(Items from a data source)
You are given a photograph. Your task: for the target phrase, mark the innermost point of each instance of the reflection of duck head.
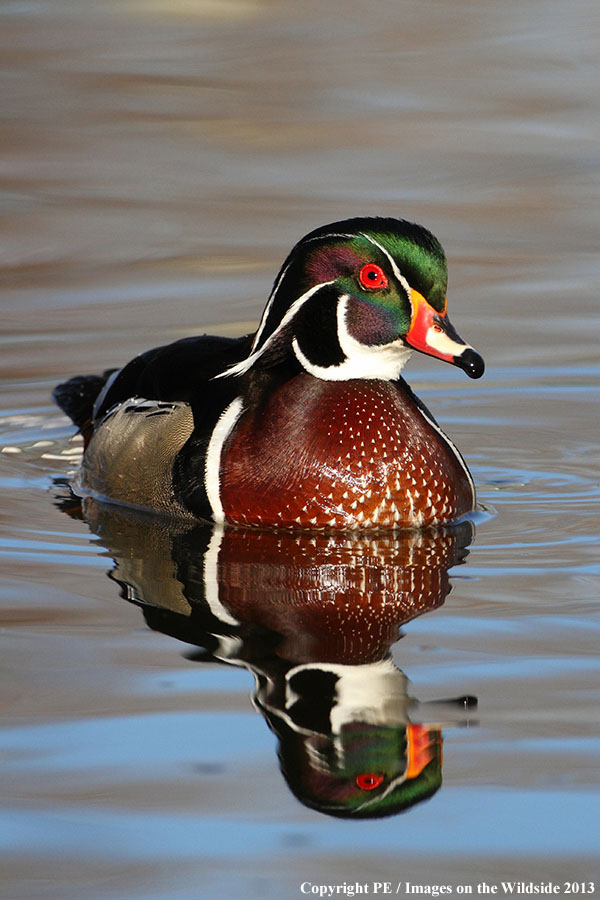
(347, 747)
(313, 617)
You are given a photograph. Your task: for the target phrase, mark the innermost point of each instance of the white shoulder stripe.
(221, 432)
(454, 449)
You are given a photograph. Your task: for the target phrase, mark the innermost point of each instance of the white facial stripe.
(440, 342)
(362, 361)
(263, 320)
(267, 309)
(245, 364)
(220, 434)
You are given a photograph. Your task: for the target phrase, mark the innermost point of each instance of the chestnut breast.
(341, 454)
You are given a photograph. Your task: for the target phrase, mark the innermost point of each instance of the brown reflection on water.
(313, 618)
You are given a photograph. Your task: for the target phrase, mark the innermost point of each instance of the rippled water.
(160, 161)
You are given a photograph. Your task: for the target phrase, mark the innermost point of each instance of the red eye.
(368, 781)
(372, 277)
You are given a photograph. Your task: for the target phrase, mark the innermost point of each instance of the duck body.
(308, 422)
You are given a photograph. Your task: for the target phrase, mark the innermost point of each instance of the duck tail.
(76, 398)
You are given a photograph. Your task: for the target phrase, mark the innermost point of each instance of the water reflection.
(313, 617)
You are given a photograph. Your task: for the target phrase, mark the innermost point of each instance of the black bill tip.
(471, 362)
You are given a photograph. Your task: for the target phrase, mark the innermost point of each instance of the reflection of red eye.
(372, 277)
(368, 781)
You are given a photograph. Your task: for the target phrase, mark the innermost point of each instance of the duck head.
(354, 298)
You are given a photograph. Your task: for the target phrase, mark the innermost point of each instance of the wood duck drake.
(305, 424)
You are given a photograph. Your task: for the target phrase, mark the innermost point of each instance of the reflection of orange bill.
(423, 745)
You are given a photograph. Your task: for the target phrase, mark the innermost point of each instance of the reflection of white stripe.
(220, 434)
(211, 579)
(245, 364)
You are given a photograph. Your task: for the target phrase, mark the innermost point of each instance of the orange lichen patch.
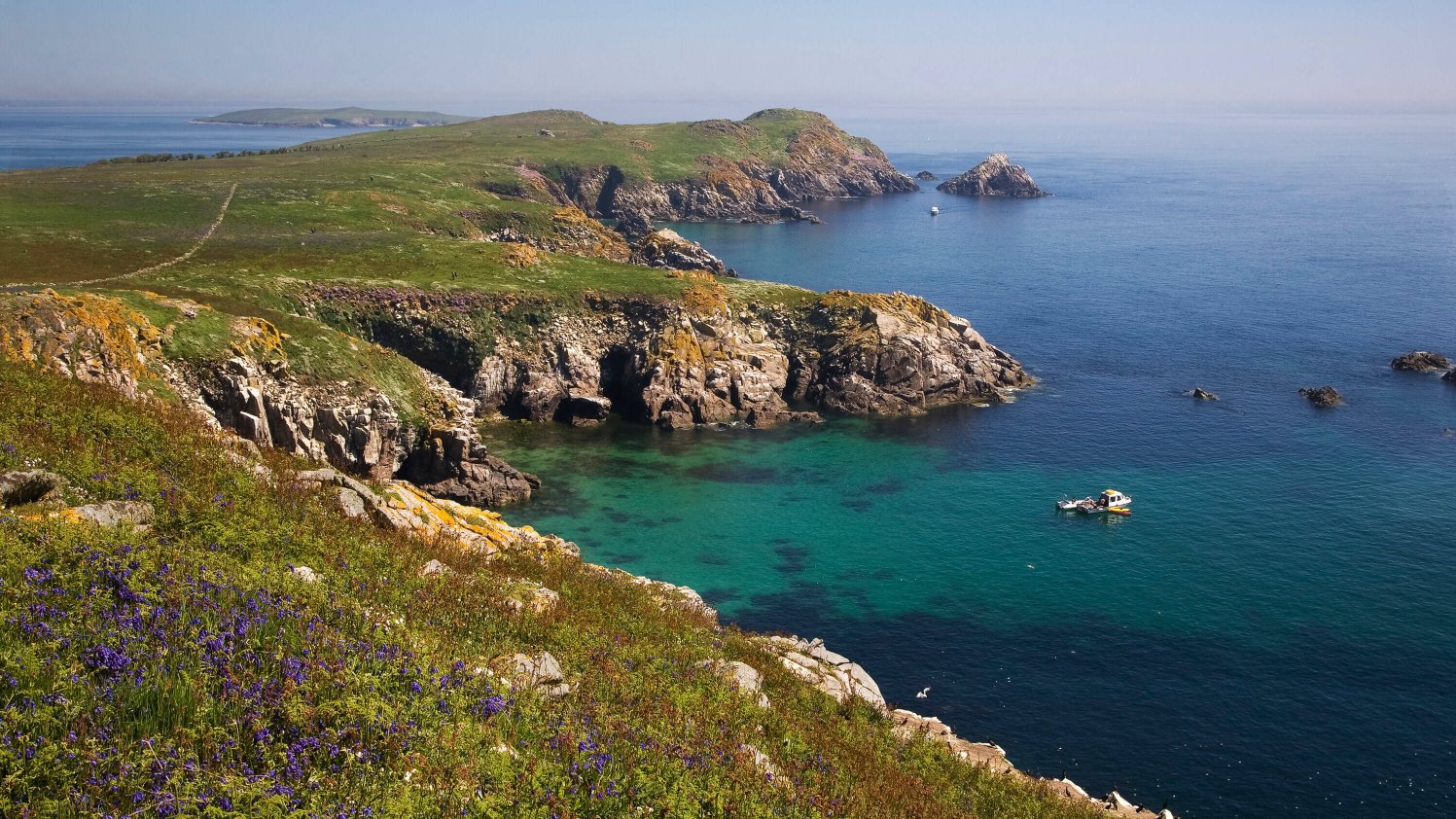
(518, 255)
(679, 345)
(899, 303)
(472, 528)
(585, 236)
(258, 338)
(705, 299)
(87, 337)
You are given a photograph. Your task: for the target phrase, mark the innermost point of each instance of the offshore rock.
(1421, 362)
(1323, 395)
(995, 177)
(667, 249)
(700, 362)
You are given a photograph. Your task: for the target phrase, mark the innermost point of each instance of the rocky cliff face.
(351, 426)
(995, 177)
(702, 362)
(823, 162)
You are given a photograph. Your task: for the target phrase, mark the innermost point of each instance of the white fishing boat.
(1108, 502)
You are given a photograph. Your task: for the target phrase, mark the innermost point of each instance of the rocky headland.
(1421, 362)
(819, 162)
(995, 177)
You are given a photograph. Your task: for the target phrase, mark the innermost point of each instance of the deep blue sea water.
(1273, 631)
(46, 136)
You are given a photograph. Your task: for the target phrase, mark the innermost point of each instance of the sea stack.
(1323, 395)
(995, 177)
(1421, 362)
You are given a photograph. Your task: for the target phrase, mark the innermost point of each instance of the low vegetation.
(184, 669)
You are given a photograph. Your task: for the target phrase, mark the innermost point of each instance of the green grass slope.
(185, 670)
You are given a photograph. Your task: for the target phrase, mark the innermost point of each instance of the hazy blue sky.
(853, 57)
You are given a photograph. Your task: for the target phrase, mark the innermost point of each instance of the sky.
(644, 58)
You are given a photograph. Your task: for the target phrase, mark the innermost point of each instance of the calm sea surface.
(46, 136)
(1273, 631)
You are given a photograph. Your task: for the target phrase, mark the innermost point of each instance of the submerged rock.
(995, 177)
(1421, 362)
(1323, 395)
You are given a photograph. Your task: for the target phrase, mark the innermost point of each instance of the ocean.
(47, 136)
(1273, 629)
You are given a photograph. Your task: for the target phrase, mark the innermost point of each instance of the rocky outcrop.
(1323, 395)
(1421, 362)
(87, 337)
(832, 673)
(995, 177)
(700, 362)
(404, 508)
(822, 162)
(29, 485)
(667, 249)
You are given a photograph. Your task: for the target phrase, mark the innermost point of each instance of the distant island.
(331, 119)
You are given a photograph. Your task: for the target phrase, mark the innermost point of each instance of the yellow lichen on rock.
(258, 339)
(705, 299)
(87, 337)
(477, 529)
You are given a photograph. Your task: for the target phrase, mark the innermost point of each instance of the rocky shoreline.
(823, 163)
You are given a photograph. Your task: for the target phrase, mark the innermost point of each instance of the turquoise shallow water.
(1274, 628)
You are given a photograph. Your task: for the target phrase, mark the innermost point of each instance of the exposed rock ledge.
(995, 177)
(823, 162)
(700, 362)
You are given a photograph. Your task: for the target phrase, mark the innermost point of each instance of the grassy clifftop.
(185, 669)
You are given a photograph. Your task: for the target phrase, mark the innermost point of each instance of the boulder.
(740, 675)
(29, 485)
(114, 514)
(1421, 362)
(1323, 395)
(995, 177)
(667, 249)
(539, 670)
(350, 502)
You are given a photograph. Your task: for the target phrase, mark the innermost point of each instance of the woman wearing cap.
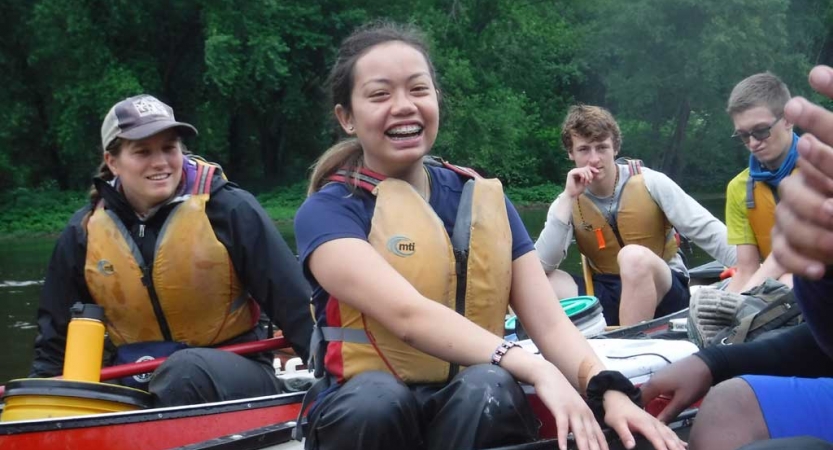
(180, 259)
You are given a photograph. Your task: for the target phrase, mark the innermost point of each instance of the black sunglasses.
(758, 133)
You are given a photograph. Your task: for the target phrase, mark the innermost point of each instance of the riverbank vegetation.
(251, 77)
(45, 211)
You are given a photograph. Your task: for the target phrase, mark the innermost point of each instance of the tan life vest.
(191, 292)
(639, 221)
(760, 210)
(470, 273)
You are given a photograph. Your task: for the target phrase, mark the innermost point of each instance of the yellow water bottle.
(85, 343)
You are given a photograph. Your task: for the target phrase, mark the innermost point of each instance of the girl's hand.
(624, 416)
(570, 411)
(578, 179)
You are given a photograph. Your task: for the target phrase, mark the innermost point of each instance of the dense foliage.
(250, 75)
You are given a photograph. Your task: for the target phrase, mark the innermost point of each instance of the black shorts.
(608, 289)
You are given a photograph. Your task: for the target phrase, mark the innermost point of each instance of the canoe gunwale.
(148, 415)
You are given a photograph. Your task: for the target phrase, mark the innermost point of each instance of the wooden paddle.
(126, 370)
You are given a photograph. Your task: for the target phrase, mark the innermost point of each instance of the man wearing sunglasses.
(756, 107)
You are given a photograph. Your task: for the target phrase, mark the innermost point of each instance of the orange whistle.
(600, 238)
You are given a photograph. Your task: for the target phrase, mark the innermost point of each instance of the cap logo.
(149, 106)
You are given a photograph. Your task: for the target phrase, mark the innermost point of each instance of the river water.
(23, 264)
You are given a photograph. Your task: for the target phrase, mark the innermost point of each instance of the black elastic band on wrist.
(607, 380)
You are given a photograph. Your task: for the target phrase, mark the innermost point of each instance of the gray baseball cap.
(140, 117)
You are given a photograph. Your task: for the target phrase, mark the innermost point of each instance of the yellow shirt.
(738, 229)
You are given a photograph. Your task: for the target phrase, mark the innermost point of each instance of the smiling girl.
(413, 263)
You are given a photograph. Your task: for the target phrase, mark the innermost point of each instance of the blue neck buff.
(760, 173)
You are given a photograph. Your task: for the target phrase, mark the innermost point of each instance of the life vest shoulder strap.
(205, 175)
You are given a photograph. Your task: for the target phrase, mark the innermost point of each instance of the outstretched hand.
(625, 417)
(578, 179)
(803, 233)
(570, 411)
(685, 382)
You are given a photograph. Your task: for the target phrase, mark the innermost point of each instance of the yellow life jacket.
(639, 220)
(471, 273)
(190, 293)
(760, 204)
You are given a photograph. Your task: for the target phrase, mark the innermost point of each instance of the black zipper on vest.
(147, 280)
(461, 258)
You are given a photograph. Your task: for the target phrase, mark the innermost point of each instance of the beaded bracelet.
(501, 350)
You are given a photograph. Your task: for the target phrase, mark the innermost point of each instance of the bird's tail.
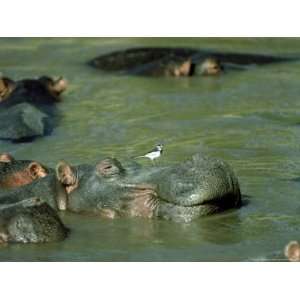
(141, 156)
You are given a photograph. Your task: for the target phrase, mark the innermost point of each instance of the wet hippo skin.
(28, 107)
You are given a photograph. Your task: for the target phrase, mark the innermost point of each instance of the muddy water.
(251, 119)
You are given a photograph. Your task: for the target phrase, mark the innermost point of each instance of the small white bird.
(153, 154)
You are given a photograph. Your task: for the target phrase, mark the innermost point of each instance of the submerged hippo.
(197, 187)
(200, 186)
(27, 107)
(30, 221)
(15, 173)
(177, 62)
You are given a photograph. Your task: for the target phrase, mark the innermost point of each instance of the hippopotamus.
(178, 62)
(30, 221)
(28, 179)
(197, 187)
(14, 173)
(27, 107)
(292, 251)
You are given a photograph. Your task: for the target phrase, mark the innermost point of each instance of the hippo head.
(108, 170)
(210, 66)
(105, 189)
(181, 69)
(6, 158)
(6, 87)
(55, 87)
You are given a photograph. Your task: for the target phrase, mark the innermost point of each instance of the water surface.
(250, 119)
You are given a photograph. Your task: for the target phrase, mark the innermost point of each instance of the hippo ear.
(6, 87)
(2, 85)
(185, 68)
(36, 170)
(64, 173)
(6, 157)
(59, 85)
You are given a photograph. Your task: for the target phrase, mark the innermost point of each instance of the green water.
(250, 119)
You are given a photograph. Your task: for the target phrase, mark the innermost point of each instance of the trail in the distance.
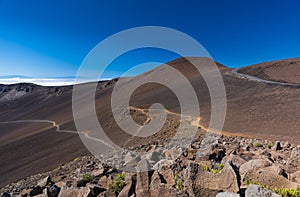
(196, 122)
(193, 121)
(57, 126)
(236, 73)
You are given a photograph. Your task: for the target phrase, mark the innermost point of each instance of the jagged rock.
(258, 191)
(107, 194)
(160, 165)
(127, 190)
(45, 182)
(236, 160)
(269, 176)
(153, 156)
(173, 153)
(72, 192)
(53, 191)
(198, 178)
(104, 181)
(253, 165)
(97, 173)
(277, 146)
(157, 188)
(295, 177)
(168, 176)
(227, 194)
(24, 192)
(36, 191)
(95, 190)
(295, 154)
(143, 179)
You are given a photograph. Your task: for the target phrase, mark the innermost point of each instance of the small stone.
(258, 191)
(277, 146)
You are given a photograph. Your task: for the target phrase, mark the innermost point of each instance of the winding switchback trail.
(236, 73)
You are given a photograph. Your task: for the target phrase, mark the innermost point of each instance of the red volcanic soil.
(287, 71)
(266, 111)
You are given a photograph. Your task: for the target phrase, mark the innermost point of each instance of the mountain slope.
(262, 110)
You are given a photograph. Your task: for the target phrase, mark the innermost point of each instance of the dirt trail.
(196, 122)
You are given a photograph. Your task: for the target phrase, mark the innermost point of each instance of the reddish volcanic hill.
(266, 111)
(287, 71)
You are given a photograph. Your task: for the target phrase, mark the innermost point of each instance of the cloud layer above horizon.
(39, 81)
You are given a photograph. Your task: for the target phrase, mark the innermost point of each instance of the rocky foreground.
(233, 166)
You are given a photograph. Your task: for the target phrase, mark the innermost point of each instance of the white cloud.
(40, 81)
(45, 81)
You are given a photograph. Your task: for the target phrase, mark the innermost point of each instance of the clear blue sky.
(51, 38)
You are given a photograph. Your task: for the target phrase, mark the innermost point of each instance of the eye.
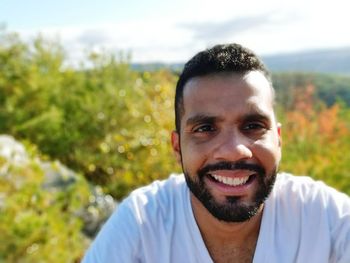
(204, 128)
(254, 126)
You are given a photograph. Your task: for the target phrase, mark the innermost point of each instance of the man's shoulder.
(307, 191)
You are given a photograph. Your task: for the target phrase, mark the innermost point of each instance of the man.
(230, 205)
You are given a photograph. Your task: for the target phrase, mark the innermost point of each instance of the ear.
(279, 132)
(175, 142)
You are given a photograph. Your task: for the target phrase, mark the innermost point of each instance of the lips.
(230, 181)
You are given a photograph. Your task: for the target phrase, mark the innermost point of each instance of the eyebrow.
(201, 118)
(260, 116)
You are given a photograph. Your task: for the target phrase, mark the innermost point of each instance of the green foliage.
(106, 121)
(38, 225)
(113, 125)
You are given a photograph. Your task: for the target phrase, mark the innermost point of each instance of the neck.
(215, 231)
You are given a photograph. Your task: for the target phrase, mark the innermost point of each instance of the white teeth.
(231, 181)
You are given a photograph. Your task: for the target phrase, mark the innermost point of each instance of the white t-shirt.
(303, 221)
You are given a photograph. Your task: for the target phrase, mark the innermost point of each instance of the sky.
(173, 31)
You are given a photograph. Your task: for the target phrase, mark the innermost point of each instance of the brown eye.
(254, 127)
(204, 128)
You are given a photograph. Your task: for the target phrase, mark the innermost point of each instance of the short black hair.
(218, 59)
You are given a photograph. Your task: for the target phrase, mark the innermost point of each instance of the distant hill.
(321, 61)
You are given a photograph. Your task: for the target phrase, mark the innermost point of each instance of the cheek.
(194, 156)
(268, 153)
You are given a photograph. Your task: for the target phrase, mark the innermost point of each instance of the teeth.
(231, 181)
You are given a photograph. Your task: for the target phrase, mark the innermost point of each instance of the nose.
(233, 147)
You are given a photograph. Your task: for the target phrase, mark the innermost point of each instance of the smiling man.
(230, 205)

EXERCISE REQUIREMENTS → Every line from the one containing "of the teeth." through the final line of the data above is to be restated word for word, and nothing more.

RESPONSE TO THE EXERCISE →
You are given a photograph. Your task: for the target phrase, mark the innermost point of each instance of the teeth.
(231, 181)
You are given a photograph. Your task: for the target phrase, mark the innermost point of each instance of the nose.
(233, 147)
You are given a photograph. Your task: for the target phrase, mark the innermost point of each instance of the smiling man.
(230, 205)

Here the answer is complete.